EXCERPTED TEXT>
1. Role-Based Cognitive Modes

Instead of one "mushy generic mode," you explicitly tell the model what kind of brain to use. Switch between founder taste, engineering rigor, paranoid review, or fast execution in one conversation.

2. Browser Automation (Finally Done Right)

The /browse skill is a game-changer. It uses a compiled Playwright binary that persists across commands. The AI can actually see your app - click through forms, take screenshots, check console errors, and verify UI states. No more guessing if the button actually works.

3. Automated QA from Git Diffs

This is wild: /qa reads your git diff, identifies which routes and pages changed, spins up a browser, and tests each one automatically. No manual test plan. No opening Chrome yourself. It just works.

4. Greptile Integration

gstack integrates with Greptile (a YC company that reviews PRs automatically). The /review and /ship skills can read Greptile's comments, classify them (valid / already fixed / false positive), and even reply to them. This creates a two-layer review system.

5. Team Retrospectives

The /retro skill analyzes commit history and writes candid retrospectives. It identifies who shipped what, gives specific praise and growth opportunities per contributor, and tracks metrics like commits, LOC, test ratio, and PR sizes.


🏗️ Technical Internals

  • Runtime: Claude Code (Anthropic) + Bun v1.0+
  • Browser: Compiled Playwright binary (browse/dist/browse, ~58MB). Runs persistent Chromium.
  • Architecture: Skills are Markdown prompts + symlinks at ~/.claude/skills/. Nothing touches your PATH.
  • Parallelism: Works with one Claude Code session, but transformative with ten. Conductor runs multiple sessions in parallel, each with its own isolated browser instance.
  • Data Storage: QA reports saved to .gstack/qa-reports/. Retro snapshots saved to .context/retros/.

🎯 How Does It Fit for Me (and You)?

TASKS FOR THIS EXERCISE>
a) List the metrics that the gstack excerpt says the /retro skill tracks.
b) According to the gstack excerpt, where are QA reports saved?
c) Copy the part of the gstack excerpt that starts at "4. Greptile Integration" and ends at "two-layer review system.".
The rows that come after this text have nothing to do with it.

Dataset entries:
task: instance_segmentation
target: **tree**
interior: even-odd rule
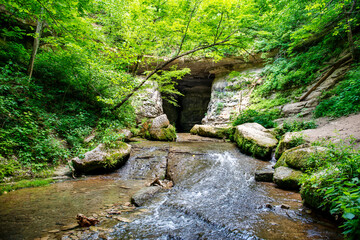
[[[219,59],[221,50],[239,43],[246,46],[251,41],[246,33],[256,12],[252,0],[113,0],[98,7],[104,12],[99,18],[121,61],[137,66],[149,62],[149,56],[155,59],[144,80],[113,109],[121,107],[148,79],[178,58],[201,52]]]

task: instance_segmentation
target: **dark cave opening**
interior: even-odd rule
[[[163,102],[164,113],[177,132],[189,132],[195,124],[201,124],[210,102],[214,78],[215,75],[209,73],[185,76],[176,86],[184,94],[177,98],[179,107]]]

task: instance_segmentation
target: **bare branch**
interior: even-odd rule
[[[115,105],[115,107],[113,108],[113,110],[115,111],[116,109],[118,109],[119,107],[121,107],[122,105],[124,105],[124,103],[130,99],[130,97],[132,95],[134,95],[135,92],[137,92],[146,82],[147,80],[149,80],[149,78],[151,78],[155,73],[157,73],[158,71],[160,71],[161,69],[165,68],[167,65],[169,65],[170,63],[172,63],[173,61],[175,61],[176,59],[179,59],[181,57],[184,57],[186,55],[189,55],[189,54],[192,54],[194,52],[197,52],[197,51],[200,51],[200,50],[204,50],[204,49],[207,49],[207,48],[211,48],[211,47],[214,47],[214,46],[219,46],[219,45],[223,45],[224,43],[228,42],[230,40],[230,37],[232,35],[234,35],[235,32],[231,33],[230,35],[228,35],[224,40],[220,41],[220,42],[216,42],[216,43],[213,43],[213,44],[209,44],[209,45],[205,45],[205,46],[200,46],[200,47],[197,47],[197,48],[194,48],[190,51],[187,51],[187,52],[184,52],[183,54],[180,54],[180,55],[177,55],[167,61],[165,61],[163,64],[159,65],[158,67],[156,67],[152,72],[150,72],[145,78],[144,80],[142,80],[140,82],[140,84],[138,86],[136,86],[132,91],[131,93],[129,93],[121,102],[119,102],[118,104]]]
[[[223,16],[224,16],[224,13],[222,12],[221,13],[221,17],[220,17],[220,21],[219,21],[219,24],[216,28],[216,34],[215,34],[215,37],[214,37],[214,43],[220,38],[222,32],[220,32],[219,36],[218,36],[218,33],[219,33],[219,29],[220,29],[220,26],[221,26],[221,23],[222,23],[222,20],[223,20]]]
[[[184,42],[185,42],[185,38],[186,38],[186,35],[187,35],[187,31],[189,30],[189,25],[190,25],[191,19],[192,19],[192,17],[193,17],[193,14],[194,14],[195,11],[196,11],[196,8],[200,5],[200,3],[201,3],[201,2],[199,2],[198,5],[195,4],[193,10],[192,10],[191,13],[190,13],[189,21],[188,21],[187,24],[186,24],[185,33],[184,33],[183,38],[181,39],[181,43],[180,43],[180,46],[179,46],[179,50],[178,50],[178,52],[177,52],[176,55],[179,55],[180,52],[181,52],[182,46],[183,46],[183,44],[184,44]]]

ACTIVITY ANSWERS>
a) Commits, LOC, test ratio, and PR sizes.

b) They are saved to .gstack/qa-reports/.

c)
4. Greptile Integration

gstack integrates with Greptile (a YC company that reviews PRs automatically). The /review and /ship skills can read Greptile's comments, classify them (valid / already fixed / false positive), and even reply to them. This creates a two-layer review system.